**PROBLEM REQUIREMENTS:** Return the data below line for line without changing anything, and leave out the picture.

**RECORDS FOR PROCESSING:**
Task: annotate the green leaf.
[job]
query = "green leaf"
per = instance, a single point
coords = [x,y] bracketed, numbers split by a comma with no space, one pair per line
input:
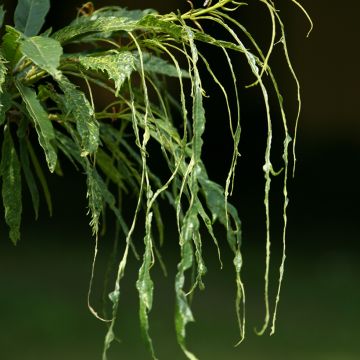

**RESULT:**
Task: annotate the green leaf.
[job]
query = "green leaf"
per = instance, a single point
coords = [x,y] bracketed, numbers split by a comma with no space, one pair per line
input:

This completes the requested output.